### Extract
►

The main part of the analysis of the WIT Toxicity Text Model Comparison compares two
models drawn from ConversationAI, an “initiative to protect
voices in conversation,” to apply to the Wikipedia comments dataset.
ConversationAI claims to develop tools so that “globally, fewer
people are silenced and more people are able to safely engage in good faith
discussion online.”
[15] They further argue that their team
“leads as an example of ethical practices in building
technology”
[
ConversationAI 2021a].
[16] ConversationAI is developed by Jigsaw
and the Google Counter-Abuse Technology Team and hosted on GitHub.
The two main pre-trained models used in the analysis are cnn_wiki_tox_v3_model.h5 and
cnn_debias_tox_v3_model.h5.
[17] The latter has had debiasing performed during its training. Both models are
convolutional neural network models, accessed using the Kera open-source software
library (see [
Liu Anci 2019] for a comprehensive explanation of generating
models from sentence templates).
[18] CNNs work by modelling animal visual perception, and can therefore be applied
to automatic recognition of patterns. CNNs are made up of multiple layers of
individual software sensory neurons (so-called receptive fields, which are made up of
clusters of these neurons). The word “convolution” comes from its use to
describe a mathematical operation on two functions which produces a third function.
These models were created for the Computefest 2019 conference using a set of Sentence
Templates datasets developed by Jigsaw which have been “generated
by plugging identity terms, occupations, and modifiers into a set of templates,
e.g., ‘I am a <modifier> <identity>,’ to form test
sentences.” They claim that “As only the identity term
varies, examples using the same template — e.g., ‘I am a kind American’
and ‘I am a kind Muslim’ — should return similar toxicity scores.
Scores that vary significantly may indicate identity term bias within the
model”
[
Vasserman et al. 2021]. As can already be seen from this initial simple
mapping of the software, there are a number of complex dependencies between the
software being looked at, namely the WIT Toxicity Text Model Comparison, and the way
in which it draws on a software toolkit, (the What-If Tool), other models
(ConversationAI), Sentence Templates (Jigsaw), software libraries (Keras), and
datasets shared on figshare (Wikipedia Talk Labels).
In developing a notion of explainability that considers the specificity of software
system design and operation we can draw from Manovich’s principles of new media which
he outlines as (1) numerical representation, (2) modularity, (3) automation, (4)

◄

### Recorded information
►

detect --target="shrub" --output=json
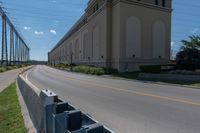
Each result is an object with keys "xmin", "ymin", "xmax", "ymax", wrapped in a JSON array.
[
  {"xmin": 176, "ymin": 49, "xmax": 200, "ymax": 70},
  {"xmin": 0, "ymin": 66, "xmax": 6, "ymax": 72},
  {"xmin": 6, "ymin": 66, "xmax": 13, "ymax": 70},
  {"xmin": 104, "ymin": 68, "xmax": 118, "ymax": 74},
  {"xmin": 140, "ymin": 65, "xmax": 161, "ymax": 73}
]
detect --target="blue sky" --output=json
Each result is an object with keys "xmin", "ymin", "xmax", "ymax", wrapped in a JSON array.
[{"xmin": 1, "ymin": 0, "xmax": 200, "ymax": 60}]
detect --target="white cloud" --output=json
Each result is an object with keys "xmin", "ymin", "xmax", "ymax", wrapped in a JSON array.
[
  {"xmin": 192, "ymin": 28, "xmax": 199, "ymax": 34},
  {"xmin": 34, "ymin": 31, "xmax": 44, "ymax": 35},
  {"xmin": 24, "ymin": 26, "xmax": 31, "ymax": 30},
  {"xmin": 50, "ymin": 30, "xmax": 57, "ymax": 35}
]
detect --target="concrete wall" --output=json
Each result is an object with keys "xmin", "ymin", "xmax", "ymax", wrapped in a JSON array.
[
  {"xmin": 49, "ymin": 0, "xmax": 171, "ymax": 71},
  {"xmin": 17, "ymin": 76, "xmax": 44, "ymax": 133},
  {"xmin": 17, "ymin": 75, "xmax": 114, "ymax": 133}
]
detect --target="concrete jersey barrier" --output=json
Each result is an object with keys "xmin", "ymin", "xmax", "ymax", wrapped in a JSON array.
[{"xmin": 17, "ymin": 76, "xmax": 114, "ymax": 133}]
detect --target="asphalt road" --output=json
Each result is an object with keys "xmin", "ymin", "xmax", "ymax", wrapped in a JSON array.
[{"xmin": 24, "ymin": 66, "xmax": 200, "ymax": 133}]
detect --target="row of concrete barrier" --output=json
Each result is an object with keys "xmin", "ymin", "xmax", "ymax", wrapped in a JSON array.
[{"xmin": 17, "ymin": 76, "xmax": 112, "ymax": 133}]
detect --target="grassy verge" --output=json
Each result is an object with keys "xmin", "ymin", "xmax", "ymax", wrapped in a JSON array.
[
  {"xmin": 0, "ymin": 64, "xmax": 29, "ymax": 73},
  {"xmin": 48, "ymin": 64, "xmax": 200, "ymax": 88},
  {"xmin": 0, "ymin": 83, "xmax": 27, "ymax": 133}
]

◄

### Tasks to complete
1. In the extract on the WIT Toxicity Text Model Comparison, what conference were the two CNN models created for?
2. The sentence in the extract on the WIT Toxicity Text Model Comparison that begins "As can already be seen" names several things the comparison depends on. List all of them.
3. Continue the extract on the WIT Toxicity Text Model Comparison from where it stops.
None of the tasks draw on the records.

### Exercise results
1. The Computefest 2019 conference.

2.
- the What-If Tool (a software toolkit)
- ConversationAI (other models)
- Sentence Templates (Jigsaw)
- Keras (software libraries)
- Wikipedia Talk Labels (datasets shared on figshare)

3.
variability and (5) transcoding [
Manovich 2001, 27–48]. In reading
the TTMC code I want to particularly focus on the principle of modularity to help
trace concepts. Complex software such as the TTMC is often built on a number of
layers which can be understood as akin to a building, with higher levels of the code
resting on lower levels until eventually a key foundational level might be discerned.
This forms part of the practice of well-structured modularity in code that enables
software abstraction to be used whilst also simplifying complexity and creating more
maintainable code bases. A key methodological practice I want to use here is the
tracing of a fundamental organising concept used, often unproblematically in higher
levels of the code, back to its original specification or construction. This is made
easier in well-structured code as the different layers of the software can be
understood as distinct and performing low-, mid-, or high-level processing functions.
Using this modular principle in the interpretative practice can help explain the code
functioning and provide a method for tracing conceptual usage within and across
software.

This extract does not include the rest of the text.